# Short exercise A
Duplicate the part of the squall article that begins at the words "By Capt. Stuart" and stops after "delightful Sunday morning.".

# Source document
◇ ◇ ◇ ◇

Will you know what to do when you’re caught in a serious squall?
By Capt. Stuart Reininger
I had heard about white squalls but I never encountered one, and the last place I expected to run into a storm of this type was near New York’s Montauk Point. Yet that’s where it happened. The white squall, a sudden and violent windstorm phenomenon often unaccompanied by the black clouds characteristic of a conventional squall, came through in the afternoon of what had begun as a delightful Sunday morning.
I was operating a 65-foot head boat at the time. Earlier in the day, NOAA weather broadcast the possibility of thunderstorms with high winds, lightning and hail, so I was watchful. Then, land became obscured by haze and began to appear as just a dim line to the north. The sea was spotted with other boats fishing nearby as well as numerous whitecaps that appeared when a southwest wind strengthened to 17 knots. The conditions were far from alarming, but the boat’s motion was becoming uncomfortable, so I decided to call it a day.

◇ ◇ ◇ ◇

Saved entries:
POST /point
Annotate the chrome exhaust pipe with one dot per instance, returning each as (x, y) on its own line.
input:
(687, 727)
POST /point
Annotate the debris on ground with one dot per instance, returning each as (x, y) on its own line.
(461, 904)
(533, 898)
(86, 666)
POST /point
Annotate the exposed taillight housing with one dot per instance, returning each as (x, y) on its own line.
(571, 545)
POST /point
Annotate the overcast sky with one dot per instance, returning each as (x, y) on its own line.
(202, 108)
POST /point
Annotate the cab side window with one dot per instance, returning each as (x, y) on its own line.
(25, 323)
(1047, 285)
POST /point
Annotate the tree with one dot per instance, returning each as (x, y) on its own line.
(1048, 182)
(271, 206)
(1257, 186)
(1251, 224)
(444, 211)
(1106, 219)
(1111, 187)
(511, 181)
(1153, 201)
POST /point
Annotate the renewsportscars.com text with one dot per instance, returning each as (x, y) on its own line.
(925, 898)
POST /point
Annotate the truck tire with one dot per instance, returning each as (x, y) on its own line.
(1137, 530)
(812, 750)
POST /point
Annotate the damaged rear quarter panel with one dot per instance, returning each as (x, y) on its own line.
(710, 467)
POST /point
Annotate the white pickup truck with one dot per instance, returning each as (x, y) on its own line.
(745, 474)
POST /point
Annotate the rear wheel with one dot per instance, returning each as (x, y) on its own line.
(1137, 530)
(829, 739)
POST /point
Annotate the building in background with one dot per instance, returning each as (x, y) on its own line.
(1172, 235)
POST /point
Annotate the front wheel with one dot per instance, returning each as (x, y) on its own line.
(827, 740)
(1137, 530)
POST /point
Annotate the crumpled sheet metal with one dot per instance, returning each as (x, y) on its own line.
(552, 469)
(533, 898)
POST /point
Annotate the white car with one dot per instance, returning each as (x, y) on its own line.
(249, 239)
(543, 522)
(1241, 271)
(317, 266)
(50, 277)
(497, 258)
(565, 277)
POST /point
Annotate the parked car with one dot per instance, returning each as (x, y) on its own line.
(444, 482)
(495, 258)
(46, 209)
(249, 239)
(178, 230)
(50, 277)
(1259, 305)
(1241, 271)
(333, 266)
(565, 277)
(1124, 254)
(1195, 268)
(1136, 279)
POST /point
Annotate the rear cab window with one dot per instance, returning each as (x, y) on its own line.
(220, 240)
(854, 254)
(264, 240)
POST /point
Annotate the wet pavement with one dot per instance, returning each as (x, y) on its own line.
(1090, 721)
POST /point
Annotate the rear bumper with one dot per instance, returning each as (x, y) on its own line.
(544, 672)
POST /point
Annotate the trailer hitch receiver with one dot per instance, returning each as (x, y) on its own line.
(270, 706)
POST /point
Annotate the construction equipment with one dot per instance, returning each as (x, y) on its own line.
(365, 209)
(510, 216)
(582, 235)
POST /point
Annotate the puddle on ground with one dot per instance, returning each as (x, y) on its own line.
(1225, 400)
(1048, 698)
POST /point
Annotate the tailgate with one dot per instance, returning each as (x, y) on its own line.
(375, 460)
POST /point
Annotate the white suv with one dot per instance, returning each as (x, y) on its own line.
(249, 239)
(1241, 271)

◇ ◇ ◇ ◇

# Short exercise B
Filter the records down to every line containing the word "white".

# Full answer A
By Capt. Stuart Reininger
I had heard about white squalls but I never encountered one, and the last place I expected to run into a storm of this type was near New York’s Montauk Point. Yet that’s where it happened. The white squall, a sudden and violent windstorm phenomenon often unaccompanied by the black clouds characteristic of a conventional squall, came through in the afternoon of what had begun as a delightful Sunday morning.

# Full answer B
Annotate the white pickup truck with one dot per instance, returning each as (x, y) on its own line.
Annotate the white car with one dot per instance, returning each as (x, y) on its own line.
Annotate the white suv with one dot per instance, returning each as (x, y) on its own line.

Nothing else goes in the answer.